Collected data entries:
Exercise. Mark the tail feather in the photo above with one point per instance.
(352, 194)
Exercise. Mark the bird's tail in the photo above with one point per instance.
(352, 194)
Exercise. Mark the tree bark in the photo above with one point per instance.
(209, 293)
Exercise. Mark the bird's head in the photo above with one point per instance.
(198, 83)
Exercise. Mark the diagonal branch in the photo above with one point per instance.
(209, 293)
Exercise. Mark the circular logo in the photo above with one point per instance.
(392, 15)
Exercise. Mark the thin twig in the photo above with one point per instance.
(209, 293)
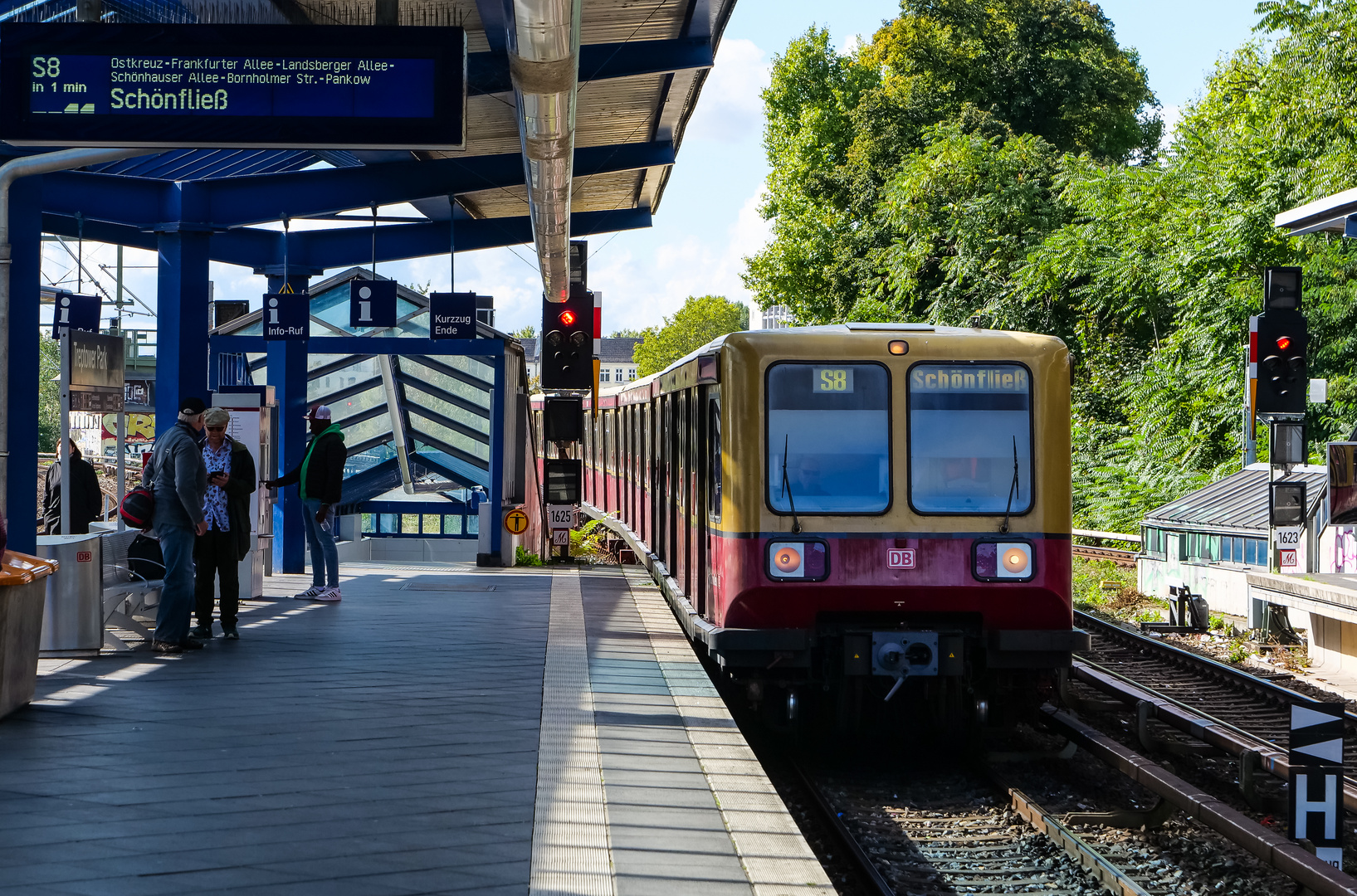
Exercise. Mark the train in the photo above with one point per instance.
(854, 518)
* * *
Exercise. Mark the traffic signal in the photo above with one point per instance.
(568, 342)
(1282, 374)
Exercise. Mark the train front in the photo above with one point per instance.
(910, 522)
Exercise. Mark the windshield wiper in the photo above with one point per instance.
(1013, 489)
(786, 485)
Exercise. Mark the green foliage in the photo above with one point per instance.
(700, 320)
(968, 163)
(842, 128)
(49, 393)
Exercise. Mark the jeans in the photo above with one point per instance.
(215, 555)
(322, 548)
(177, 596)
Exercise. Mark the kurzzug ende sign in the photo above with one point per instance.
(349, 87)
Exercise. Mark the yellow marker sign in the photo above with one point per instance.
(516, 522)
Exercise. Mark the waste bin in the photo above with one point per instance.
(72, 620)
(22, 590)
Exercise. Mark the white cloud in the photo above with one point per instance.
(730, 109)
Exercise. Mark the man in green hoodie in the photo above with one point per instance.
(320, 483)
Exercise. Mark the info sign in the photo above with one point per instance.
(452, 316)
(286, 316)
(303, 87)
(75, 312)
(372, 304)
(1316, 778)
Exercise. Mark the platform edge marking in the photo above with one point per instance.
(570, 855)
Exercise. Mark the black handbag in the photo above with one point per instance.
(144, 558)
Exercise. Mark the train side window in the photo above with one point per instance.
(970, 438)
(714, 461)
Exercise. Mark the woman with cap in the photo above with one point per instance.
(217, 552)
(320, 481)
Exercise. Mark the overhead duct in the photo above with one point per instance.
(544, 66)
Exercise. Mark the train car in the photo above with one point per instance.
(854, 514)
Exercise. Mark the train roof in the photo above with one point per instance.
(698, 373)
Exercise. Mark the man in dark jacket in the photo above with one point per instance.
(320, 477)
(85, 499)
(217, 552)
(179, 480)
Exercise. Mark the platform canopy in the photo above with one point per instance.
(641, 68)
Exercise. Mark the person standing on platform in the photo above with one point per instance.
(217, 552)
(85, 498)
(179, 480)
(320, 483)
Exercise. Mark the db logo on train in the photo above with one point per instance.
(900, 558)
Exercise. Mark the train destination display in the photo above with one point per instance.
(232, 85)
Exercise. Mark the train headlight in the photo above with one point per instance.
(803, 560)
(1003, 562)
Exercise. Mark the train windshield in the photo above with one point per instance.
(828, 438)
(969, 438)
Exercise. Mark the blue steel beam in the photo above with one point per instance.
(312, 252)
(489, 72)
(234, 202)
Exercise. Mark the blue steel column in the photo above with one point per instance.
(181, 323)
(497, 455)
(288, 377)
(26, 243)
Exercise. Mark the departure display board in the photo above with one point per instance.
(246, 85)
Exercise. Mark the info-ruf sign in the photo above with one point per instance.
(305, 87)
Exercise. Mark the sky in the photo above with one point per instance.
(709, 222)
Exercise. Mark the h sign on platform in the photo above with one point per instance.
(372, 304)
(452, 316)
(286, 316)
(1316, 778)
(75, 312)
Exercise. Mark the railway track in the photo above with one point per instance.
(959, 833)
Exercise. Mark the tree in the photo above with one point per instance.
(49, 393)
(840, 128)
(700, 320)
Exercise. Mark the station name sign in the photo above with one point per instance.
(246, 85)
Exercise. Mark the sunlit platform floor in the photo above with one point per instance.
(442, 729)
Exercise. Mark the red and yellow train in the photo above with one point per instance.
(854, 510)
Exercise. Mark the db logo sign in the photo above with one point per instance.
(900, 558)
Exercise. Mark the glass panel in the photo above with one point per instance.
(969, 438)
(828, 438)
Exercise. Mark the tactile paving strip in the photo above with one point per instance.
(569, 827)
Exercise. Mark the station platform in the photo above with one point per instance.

PROBLEM TO WORK ON:
Locate each line of the data above that contains the string "steel" and copy those lines out. Case counts.

FULL ANSWER:
Exercise. Mark the blue steel beam in the photo above with one point per instance.
Exercise. Mark the blue steel column in the photo above with one point per instance.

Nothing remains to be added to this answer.